:: Problem ::
Type out the records that follow, exactly as given.

- - - - - - -

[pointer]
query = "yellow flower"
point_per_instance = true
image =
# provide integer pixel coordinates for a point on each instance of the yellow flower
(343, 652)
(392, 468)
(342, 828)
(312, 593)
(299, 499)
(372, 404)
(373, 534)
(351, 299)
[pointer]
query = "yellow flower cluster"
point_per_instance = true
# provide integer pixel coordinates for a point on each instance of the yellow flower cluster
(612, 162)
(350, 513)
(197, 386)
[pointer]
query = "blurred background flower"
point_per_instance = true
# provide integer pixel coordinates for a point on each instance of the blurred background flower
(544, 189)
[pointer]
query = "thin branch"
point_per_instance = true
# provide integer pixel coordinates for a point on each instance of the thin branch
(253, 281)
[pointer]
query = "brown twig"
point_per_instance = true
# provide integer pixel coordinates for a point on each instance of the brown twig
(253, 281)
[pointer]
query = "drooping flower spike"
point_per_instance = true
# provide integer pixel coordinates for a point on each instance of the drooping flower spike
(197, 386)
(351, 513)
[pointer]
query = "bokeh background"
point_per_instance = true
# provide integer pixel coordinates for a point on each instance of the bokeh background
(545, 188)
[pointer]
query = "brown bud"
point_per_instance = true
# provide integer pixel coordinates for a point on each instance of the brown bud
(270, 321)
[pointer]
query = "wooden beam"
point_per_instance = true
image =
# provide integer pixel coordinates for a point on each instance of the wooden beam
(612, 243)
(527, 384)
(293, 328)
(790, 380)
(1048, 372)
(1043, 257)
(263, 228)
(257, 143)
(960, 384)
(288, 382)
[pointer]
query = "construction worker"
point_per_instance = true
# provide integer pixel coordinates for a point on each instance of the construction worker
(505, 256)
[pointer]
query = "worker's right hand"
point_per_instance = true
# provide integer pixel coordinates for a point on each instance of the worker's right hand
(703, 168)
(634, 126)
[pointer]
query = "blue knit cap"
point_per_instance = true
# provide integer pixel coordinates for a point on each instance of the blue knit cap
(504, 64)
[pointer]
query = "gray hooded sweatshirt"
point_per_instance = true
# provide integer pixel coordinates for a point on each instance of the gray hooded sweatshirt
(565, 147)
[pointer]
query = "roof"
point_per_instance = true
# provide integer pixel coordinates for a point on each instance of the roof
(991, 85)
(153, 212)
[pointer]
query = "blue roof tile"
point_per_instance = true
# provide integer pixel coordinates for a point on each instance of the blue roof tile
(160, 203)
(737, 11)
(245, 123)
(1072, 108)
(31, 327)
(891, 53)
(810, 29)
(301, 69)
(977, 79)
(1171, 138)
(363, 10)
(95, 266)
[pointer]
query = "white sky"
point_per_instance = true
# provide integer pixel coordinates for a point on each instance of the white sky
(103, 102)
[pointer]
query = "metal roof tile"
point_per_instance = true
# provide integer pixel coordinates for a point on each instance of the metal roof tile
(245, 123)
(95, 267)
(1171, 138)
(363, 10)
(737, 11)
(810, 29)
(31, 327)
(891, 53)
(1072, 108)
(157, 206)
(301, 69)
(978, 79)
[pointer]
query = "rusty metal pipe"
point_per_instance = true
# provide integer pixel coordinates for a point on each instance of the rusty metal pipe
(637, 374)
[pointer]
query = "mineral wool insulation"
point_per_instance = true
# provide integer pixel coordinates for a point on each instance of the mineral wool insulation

- - - - - - -

:: Answer ::
[pointer]
query = "yellow flower"
point_per_instance = true
image =
# provide integer pixel coordinates for a point on each instance of the yellow flower
(343, 652)
(392, 468)
(342, 828)
(312, 593)
(299, 499)
(372, 404)
(373, 534)
(351, 299)
[pointer]
query = "yellow flower cluster"
point_per_instance = true
# provide integer pixel coordinates for a point on each instance of the yellow flower cluster
(612, 162)
(350, 513)
(197, 386)
[pointer]
query = "blurred background flower"
point_per_instance = true
# provide integer pixel coordinates for a point on each instance of the blurred background flower
(544, 189)
[pointer]
query = "thin branch"
point_per_instance = true
# provide integer pixel coordinates for a point on each instance of the thin branch
(253, 281)
[pointer]
query = "brown twig"
point_per_instance = true
# provide integer pixel coordinates for a point on each instance of the brown twig
(253, 281)
[pointer]
query = "drooping flower spike"
point_per_instance = true
# provide integer pixel coordinates for a point on each instance of the drooping flower spike
(197, 386)
(351, 513)
[pointer]
query = "bokeh background"
point_per_instance = true
# provide integer pixel coordinates for a point on each instance of the bokeh background
(545, 188)
[pointer]
query = "brown bud"
point_per_instance = true
# provide integer pixel coordinates for a point on each instance of the brown bud
(270, 321)
[pointer]
query = "wooden beam"
point_per_instance = true
image =
# provide integer pixel coordinates for a point on each instance of the wooden beam
(612, 243)
(527, 384)
(293, 328)
(790, 380)
(1048, 372)
(1043, 257)
(263, 228)
(257, 143)
(960, 384)
(288, 382)
[pointer]
query = "construction worker"
point_per_instance = true
# provide integer pixel coordinates for a point on each instance of the construction worker
(505, 256)
[pointer]
query = "worker's right hand"
point_per_instance = true
# provide integer pixel coordinates for a point on each instance of the worker's right hand
(703, 168)
(634, 126)
[pointer]
query = "blue knit cap"
point_per_instance = true
# provide integer pixel coordinates for a point on each instance of the blue knit cap
(504, 64)
[pointer]
query = "gray hooded sweatshirt"
point_per_instance = true
# provide integer pixel coordinates for a point on each instance of the gray hooded sweatshirt
(565, 147)
[pointer]
query = "roof"
point_per_instance = true
# provide integer pixel coordinates for a point on each instance of the roof
(991, 85)
(153, 212)
[pointer]
query = "blue roof tile"
point_per_instance = true
# provide integer pixel coordinates for a point on each instance of the blue roof tile
(160, 203)
(737, 11)
(245, 123)
(1072, 108)
(31, 327)
(891, 53)
(810, 29)
(301, 69)
(977, 79)
(1171, 138)
(363, 10)
(95, 266)
[pointer]
query = "white sky"
point_per_instance = true
# provide integer pixel coordinates for a point on each instance of the white sky
(103, 102)
[pointer]
query = "metal roof tile"
point_per_instance = true
# provide integer pixel coordinates for a point on each instance of the metal roof tile
(245, 123)
(95, 267)
(1171, 138)
(363, 10)
(737, 11)
(810, 29)
(31, 327)
(891, 53)
(1072, 108)
(157, 206)
(301, 69)
(978, 79)
[pointer]
query = "rusty metal pipe"
point_per_instance = true
# provide integer pixel coordinates for a point on each instance of the rusty metal pipe
(637, 374)
[pointer]
query = "mineral wool insulation"
point_per_instance = true
# provide integer pixel coordinates for a point on each instance of the mineral wool insulation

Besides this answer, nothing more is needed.